[WORK TO DO] Reproduce the items verbatim, everything from the very first line down to the line containing "(1301, 830)", with both ends included.
[BEGIN]
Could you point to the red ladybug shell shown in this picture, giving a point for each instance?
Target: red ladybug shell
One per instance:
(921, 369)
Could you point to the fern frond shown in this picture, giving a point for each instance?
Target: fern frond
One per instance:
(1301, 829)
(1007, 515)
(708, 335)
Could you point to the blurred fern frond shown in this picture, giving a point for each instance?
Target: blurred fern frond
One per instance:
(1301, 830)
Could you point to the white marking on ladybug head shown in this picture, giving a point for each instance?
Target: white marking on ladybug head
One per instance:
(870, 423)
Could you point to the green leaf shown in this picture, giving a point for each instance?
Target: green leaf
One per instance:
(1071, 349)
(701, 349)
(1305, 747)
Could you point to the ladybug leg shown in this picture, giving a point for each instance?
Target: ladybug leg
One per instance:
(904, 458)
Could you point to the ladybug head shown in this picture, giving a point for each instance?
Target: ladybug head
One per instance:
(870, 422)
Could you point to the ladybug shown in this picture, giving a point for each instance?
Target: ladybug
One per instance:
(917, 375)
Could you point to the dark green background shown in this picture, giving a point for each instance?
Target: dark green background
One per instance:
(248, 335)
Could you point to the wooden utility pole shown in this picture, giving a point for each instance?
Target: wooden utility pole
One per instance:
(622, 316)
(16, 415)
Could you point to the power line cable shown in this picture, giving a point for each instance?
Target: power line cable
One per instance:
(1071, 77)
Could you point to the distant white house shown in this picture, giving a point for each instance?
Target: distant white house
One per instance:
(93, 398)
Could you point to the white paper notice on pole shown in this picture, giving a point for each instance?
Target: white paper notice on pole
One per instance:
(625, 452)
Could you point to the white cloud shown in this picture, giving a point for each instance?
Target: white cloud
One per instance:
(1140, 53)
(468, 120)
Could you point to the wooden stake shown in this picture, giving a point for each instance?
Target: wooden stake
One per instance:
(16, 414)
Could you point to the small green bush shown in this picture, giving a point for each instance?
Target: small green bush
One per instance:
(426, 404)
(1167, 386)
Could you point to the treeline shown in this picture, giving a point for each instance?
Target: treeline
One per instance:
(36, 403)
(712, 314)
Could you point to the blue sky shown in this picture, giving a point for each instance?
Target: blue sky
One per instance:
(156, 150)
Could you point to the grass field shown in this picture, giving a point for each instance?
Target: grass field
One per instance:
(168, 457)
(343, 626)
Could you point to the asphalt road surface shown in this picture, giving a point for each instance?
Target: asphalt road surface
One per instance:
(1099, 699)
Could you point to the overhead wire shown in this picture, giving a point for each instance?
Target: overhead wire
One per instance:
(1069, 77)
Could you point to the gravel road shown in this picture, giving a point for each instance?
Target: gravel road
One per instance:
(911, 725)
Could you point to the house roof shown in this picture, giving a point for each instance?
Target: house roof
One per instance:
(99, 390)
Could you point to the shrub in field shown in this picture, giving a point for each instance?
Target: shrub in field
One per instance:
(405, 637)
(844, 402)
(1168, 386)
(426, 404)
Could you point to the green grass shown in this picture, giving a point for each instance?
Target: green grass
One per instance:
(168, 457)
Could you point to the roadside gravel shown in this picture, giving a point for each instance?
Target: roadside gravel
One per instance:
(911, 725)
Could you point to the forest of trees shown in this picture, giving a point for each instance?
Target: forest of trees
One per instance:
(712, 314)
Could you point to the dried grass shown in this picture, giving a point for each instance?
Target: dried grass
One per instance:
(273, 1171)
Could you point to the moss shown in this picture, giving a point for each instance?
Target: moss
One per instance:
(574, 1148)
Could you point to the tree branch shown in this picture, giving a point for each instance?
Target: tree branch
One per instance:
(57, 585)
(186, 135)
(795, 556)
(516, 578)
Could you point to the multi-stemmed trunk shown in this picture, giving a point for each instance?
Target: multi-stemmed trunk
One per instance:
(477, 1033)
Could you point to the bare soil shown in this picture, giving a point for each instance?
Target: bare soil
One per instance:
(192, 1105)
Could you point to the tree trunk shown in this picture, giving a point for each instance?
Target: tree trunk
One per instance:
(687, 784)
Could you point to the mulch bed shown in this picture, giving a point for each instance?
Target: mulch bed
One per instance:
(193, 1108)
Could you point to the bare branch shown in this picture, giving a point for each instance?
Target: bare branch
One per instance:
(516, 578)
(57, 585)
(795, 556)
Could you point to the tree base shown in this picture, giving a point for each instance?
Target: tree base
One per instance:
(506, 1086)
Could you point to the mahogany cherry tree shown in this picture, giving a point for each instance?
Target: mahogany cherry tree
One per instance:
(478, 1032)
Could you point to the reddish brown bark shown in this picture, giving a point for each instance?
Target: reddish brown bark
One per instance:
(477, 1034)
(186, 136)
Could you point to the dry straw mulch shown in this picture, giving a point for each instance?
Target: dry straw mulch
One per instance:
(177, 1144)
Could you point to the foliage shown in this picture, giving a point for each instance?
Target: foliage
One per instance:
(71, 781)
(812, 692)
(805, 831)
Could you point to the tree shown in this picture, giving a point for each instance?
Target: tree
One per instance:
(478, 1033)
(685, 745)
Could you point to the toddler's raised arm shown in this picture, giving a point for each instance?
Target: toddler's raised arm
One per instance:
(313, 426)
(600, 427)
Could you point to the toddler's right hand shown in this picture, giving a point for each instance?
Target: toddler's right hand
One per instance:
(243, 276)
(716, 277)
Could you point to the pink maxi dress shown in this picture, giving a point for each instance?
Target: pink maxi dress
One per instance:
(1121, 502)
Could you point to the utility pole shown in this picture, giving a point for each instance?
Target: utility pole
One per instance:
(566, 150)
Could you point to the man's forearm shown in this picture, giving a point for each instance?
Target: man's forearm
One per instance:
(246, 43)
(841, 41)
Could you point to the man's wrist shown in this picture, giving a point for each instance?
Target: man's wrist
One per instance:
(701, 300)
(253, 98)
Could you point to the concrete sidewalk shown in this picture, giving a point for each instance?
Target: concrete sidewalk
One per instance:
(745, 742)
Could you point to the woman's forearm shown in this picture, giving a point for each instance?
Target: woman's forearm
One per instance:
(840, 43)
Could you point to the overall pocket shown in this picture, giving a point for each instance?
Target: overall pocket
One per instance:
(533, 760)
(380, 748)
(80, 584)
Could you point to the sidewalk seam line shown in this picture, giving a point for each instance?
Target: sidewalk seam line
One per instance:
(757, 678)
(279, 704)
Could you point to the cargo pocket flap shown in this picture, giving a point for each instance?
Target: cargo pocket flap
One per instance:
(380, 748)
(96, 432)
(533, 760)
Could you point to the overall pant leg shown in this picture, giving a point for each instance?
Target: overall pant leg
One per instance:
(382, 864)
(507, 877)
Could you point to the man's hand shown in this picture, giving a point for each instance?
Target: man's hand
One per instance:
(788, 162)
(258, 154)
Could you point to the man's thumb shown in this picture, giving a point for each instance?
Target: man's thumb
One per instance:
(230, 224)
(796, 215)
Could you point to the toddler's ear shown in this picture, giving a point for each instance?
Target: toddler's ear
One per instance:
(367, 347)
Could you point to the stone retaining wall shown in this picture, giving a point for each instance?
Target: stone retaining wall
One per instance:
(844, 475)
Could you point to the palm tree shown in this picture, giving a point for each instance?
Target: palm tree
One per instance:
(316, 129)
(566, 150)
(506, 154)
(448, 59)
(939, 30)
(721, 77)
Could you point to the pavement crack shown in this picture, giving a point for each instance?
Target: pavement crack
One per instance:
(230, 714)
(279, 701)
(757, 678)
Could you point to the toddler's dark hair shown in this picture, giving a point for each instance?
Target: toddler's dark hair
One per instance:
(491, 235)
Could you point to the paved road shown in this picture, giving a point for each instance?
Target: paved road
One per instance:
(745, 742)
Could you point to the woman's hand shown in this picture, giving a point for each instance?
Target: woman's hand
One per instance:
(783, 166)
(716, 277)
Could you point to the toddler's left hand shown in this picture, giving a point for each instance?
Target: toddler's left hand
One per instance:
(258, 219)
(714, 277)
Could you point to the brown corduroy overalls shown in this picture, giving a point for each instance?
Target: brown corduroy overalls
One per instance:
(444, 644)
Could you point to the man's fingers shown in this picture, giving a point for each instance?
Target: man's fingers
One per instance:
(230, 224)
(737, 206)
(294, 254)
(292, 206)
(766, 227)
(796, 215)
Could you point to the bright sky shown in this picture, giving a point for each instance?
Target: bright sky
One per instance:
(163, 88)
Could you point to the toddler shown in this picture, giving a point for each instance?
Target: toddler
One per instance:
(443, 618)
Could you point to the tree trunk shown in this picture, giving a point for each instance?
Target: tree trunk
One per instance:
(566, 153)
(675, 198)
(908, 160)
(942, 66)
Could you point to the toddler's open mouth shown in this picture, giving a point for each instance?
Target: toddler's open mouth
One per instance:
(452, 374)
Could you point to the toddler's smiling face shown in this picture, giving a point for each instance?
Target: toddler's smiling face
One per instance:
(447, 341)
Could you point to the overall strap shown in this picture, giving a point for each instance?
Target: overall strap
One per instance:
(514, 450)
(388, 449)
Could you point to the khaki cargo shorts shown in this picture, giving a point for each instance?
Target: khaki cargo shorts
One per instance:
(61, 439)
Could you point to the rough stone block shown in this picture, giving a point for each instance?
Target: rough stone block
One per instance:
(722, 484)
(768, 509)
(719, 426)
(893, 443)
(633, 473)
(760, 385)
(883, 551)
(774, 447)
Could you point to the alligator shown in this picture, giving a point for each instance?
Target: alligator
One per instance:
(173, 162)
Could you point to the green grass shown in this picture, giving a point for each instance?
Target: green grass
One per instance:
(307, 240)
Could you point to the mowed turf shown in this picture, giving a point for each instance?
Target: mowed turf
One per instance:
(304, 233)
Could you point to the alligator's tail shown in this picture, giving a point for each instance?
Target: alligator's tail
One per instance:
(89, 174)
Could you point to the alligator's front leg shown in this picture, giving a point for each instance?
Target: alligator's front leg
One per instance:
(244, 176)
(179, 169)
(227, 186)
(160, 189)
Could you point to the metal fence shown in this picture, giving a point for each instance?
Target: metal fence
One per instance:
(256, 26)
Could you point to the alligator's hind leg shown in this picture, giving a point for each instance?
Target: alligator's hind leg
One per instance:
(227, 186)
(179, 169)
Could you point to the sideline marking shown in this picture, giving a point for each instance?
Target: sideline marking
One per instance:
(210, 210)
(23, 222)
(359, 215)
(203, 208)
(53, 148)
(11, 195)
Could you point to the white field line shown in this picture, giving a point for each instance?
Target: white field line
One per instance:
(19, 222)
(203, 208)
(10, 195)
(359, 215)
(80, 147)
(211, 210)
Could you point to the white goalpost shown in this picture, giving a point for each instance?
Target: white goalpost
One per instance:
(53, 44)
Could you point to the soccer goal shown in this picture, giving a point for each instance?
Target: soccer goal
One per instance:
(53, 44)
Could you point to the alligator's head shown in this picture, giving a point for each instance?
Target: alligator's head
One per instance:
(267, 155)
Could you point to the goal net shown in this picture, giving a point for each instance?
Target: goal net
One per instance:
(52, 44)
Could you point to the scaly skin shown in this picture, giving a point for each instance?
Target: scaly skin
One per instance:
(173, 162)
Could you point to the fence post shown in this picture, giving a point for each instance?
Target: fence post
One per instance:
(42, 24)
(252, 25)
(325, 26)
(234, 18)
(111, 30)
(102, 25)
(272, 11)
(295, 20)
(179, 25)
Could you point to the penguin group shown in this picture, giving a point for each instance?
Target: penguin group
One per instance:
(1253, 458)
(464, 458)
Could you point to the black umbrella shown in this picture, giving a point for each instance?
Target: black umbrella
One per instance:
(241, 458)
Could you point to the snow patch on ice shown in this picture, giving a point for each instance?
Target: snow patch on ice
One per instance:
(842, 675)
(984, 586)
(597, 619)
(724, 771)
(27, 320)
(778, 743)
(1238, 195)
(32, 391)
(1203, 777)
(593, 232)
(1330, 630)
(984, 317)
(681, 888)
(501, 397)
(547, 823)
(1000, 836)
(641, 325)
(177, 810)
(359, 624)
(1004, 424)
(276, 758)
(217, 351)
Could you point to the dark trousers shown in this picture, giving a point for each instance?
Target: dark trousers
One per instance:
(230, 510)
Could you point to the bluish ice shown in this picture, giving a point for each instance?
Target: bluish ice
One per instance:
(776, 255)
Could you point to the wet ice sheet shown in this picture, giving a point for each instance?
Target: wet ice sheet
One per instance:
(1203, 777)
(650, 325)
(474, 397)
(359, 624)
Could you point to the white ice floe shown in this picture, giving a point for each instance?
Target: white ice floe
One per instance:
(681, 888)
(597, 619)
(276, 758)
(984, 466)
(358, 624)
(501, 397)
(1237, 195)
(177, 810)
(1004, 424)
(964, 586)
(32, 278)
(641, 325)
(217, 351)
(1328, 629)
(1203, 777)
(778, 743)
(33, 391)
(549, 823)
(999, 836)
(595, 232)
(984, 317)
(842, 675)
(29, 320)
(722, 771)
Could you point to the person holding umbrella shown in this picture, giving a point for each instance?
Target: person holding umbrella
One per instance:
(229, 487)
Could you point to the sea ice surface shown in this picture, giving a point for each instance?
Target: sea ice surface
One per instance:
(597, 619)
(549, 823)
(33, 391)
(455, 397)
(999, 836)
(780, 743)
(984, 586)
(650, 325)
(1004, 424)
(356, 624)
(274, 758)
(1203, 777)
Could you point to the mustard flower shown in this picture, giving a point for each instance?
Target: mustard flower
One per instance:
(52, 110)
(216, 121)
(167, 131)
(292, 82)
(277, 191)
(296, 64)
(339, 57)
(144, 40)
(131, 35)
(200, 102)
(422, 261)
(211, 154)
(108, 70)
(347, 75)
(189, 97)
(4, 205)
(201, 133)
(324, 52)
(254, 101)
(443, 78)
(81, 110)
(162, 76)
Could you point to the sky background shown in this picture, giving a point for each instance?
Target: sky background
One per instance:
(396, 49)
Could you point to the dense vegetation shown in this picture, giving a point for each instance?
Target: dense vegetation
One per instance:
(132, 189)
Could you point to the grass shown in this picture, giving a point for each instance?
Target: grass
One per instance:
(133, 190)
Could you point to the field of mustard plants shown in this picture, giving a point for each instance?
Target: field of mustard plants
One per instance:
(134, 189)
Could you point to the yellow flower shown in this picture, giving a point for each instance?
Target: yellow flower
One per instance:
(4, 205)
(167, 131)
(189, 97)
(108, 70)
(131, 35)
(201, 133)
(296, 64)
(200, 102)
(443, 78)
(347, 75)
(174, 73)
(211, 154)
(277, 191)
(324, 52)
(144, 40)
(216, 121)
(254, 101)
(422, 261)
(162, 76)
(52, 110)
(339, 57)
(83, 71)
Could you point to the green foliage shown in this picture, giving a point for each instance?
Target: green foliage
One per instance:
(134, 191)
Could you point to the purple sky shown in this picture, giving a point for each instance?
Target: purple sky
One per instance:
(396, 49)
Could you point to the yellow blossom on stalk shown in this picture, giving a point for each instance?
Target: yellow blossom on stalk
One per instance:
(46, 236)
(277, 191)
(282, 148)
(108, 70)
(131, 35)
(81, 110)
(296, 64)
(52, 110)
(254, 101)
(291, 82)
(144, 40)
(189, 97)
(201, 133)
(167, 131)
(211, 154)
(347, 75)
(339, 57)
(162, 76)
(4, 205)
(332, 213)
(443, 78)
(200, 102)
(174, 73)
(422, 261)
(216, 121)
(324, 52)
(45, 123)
[END]
[FULL OUTPUT]
Could you point to the red ladybug shell shown in this picture, giving a point for each instance?
Target: red ladybug shell
One per instance:
(921, 369)
Could you point to the fern frond shown in this picture, giving a point for each instance?
Target: fern frond
One per instance:
(1301, 829)
(1007, 515)
(708, 335)
Could you point to the blurred fern frond shown in this picture, giving a point for each instance?
Target: blurred fern frond
One per instance:
(1301, 830)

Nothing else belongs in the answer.